---- Dataset content

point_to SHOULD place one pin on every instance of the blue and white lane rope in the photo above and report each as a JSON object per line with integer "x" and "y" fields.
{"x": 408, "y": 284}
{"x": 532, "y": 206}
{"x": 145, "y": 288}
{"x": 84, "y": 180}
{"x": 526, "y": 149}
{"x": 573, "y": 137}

--------

* **Task instructions**: Reproduce the entries above in full, verbatim.

* **Your solution**:
point_to SHOULD place one pin on every instance of the blue and white lane rope in the photo above and report each as a JSON object per line with integer "x" and "y" fields.
{"x": 408, "y": 284}
{"x": 532, "y": 206}
{"x": 145, "y": 288}
{"x": 84, "y": 180}
{"x": 526, "y": 149}
{"x": 573, "y": 137}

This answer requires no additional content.